Object outline annotations:
+ + + + +

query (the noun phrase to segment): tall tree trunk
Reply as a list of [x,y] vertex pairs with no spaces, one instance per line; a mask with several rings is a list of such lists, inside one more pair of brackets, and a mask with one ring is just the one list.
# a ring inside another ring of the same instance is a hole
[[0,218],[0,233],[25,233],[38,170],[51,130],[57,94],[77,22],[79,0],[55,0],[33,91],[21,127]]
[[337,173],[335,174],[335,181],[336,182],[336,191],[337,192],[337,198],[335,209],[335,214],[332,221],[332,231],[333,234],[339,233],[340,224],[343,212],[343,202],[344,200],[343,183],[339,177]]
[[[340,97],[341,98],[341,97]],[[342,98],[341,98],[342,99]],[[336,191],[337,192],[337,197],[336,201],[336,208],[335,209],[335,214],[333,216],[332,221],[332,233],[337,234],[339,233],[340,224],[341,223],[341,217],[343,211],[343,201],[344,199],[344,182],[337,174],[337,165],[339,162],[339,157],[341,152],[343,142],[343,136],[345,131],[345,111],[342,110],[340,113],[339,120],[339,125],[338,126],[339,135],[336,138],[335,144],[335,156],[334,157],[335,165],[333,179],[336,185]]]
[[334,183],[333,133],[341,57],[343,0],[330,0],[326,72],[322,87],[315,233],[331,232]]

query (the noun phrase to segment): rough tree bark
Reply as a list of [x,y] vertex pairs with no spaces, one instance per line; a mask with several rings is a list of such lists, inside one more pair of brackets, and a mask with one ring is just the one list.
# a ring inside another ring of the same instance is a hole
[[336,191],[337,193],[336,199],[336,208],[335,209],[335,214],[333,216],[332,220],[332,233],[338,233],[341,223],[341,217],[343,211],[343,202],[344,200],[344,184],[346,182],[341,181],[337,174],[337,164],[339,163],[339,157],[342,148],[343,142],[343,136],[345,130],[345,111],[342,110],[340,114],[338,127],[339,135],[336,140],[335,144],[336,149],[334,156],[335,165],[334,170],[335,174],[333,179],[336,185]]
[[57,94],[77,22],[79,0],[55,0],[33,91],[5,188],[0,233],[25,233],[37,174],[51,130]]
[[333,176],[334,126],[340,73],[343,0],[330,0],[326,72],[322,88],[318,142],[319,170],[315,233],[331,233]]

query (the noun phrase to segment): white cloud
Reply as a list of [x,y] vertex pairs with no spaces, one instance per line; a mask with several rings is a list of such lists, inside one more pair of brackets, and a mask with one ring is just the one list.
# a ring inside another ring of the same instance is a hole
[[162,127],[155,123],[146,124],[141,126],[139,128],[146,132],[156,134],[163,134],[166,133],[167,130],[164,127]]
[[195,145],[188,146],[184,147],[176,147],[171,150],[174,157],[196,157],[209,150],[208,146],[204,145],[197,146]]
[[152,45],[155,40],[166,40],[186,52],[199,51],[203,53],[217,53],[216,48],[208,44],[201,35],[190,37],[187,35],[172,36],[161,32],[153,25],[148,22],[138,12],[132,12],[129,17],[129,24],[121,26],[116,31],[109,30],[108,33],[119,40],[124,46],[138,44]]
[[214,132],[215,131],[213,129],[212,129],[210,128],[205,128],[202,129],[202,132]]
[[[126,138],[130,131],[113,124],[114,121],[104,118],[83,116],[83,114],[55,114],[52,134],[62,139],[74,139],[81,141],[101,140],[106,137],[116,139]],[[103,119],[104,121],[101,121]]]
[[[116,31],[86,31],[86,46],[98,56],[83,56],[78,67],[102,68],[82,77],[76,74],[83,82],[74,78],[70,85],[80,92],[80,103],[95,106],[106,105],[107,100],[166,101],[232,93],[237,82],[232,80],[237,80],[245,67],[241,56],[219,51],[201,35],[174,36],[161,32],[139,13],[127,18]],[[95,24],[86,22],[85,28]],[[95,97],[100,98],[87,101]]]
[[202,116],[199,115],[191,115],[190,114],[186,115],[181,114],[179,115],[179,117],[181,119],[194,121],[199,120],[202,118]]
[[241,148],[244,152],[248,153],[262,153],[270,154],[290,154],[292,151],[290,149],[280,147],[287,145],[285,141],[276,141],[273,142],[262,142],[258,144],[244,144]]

+ + + + +

WHAT YOU ARE ASKED TO DO: Transcribe every entry word for word.

ANSWER TO THIS TASK:
query (the noun phrase to segment): tall tree trunk
Reply as a list of [x,y] vertex pairs with no spaces, one instance per line; a mask with several rings is a list of such lists, inside one more pair of brackets, and a mask with one ring is just the one list.
# a ring inside another ring of the same instance is a hole
[[0,218],[0,233],[25,233],[38,170],[51,130],[57,94],[77,22],[79,0],[55,0],[33,91],[21,127]]
[[337,173],[335,174],[335,181],[336,182],[336,191],[337,192],[337,198],[335,209],[335,214],[332,221],[332,231],[333,234],[339,233],[340,224],[343,212],[343,202],[344,200],[343,183],[339,177]]
[[[340,97],[341,98],[341,97]],[[342,98],[341,98],[342,99]],[[336,191],[337,192],[337,197],[336,201],[336,208],[335,209],[335,214],[333,216],[332,221],[332,233],[337,234],[339,233],[340,224],[341,223],[341,217],[343,211],[343,201],[344,199],[344,182],[337,174],[337,165],[339,162],[339,157],[341,152],[343,142],[343,136],[345,131],[345,111],[342,110],[340,113],[339,120],[339,125],[338,126],[339,135],[336,138],[335,144],[335,156],[334,157],[335,165],[333,179],[336,185]]]
[[334,183],[333,133],[341,57],[343,0],[330,0],[326,72],[322,87],[315,233],[331,232]]

query (the noun phrase to segment): rough tree bark
Reply as a list of [x,y] vertex pairs with no spaces, one instance per line; a mask with several rings is a list of such lists, inside one more pair of brackets, and a mask with one ring is just the one list.
# a ring inside another ring of the same instance is a hole
[[336,191],[337,193],[336,199],[336,208],[335,209],[335,214],[333,216],[332,220],[332,233],[338,233],[341,223],[341,217],[343,211],[343,202],[344,200],[344,184],[346,182],[341,181],[337,174],[337,164],[339,163],[339,157],[342,148],[343,142],[343,136],[345,130],[345,111],[342,110],[340,114],[338,127],[339,135],[336,140],[335,144],[336,149],[334,156],[335,165],[334,170],[335,174],[333,179],[336,185]]
[[57,94],[77,22],[79,0],[55,0],[33,91],[5,188],[0,233],[25,233],[37,174],[51,130]]
[[333,176],[334,126],[340,73],[343,0],[330,0],[326,72],[322,88],[318,142],[319,170],[315,233],[331,233]]

query (the noun phrase to segment): white cloud
Reply as a list of [x,y] vertex pairs with no spaces, one instance per line; a mask with several rings is a list of such lists, inside one more pair of brackets, and a mask with one ring is just the one list.
# a ring inside another ring of the same instance is a hole
[[162,127],[155,123],[146,124],[141,126],[139,128],[146,132],[156,134],[163,134],[166,133],[167,130],[164,127]]
[[195,145],[188,146],[184,147],[176,147],[171,150],[174,157],[196,157],[209,150],[208,146],[204,145],[197,146]]
[[152,45],[155,40],[166,40],[186,52],[199,51],[203,53],[217,53],[216,48],[208,44],[201,35],[190,37],[187,35],[172,36],[161,32],[153,25],[148,22],[138,12],[132,12],[129,17],[129,24],[121,26],[116,31],[109,30],[108,33],[119,40],[124,46],[138,44]]
[[214,132],[215,131],[213,129],[212,129],[210,128],[205,128],[202,129],[202,132]]
[[[126,138],[130,131],[113,124],[114,121],[104,118],[83,116],[83,114],[55,114],[52,134],[62,139],[74,139],[81,141],[101,140],[106,137],[116,139]],[[103,119],[104,121],[101,121]]]
[[[116,31],[86,31],[86,46],[98,56],[83,56],[78,67],[102,68],[82,77],[76,74],[83,82],[74,78],[70,85],[80,92],[80,103],[95,106],[106,105],[107,100],[166,101],[232,93],[237,82],[232,80],[237,80],[245,67],[241,56],[219,51],[201,35],[174,36],[161,32],[139,13],[127,18]],[[95,24],[86,22],[85,28]],[[95,97],[100,98],[87,101]]]
[[202,116],[199,115],[191,115],[190,114],[186,115],[181,114],[179,115],[179,117],[181,119],[194,121],[199,120],[202,118]]
[[241,148],[244,152],[248,153],[262,153],[270,154],[290,154],[292,151],[290,149],[280,147],[287,145],[285,141],[276,141],[273,142],[262,142],[258,144],[244,144]]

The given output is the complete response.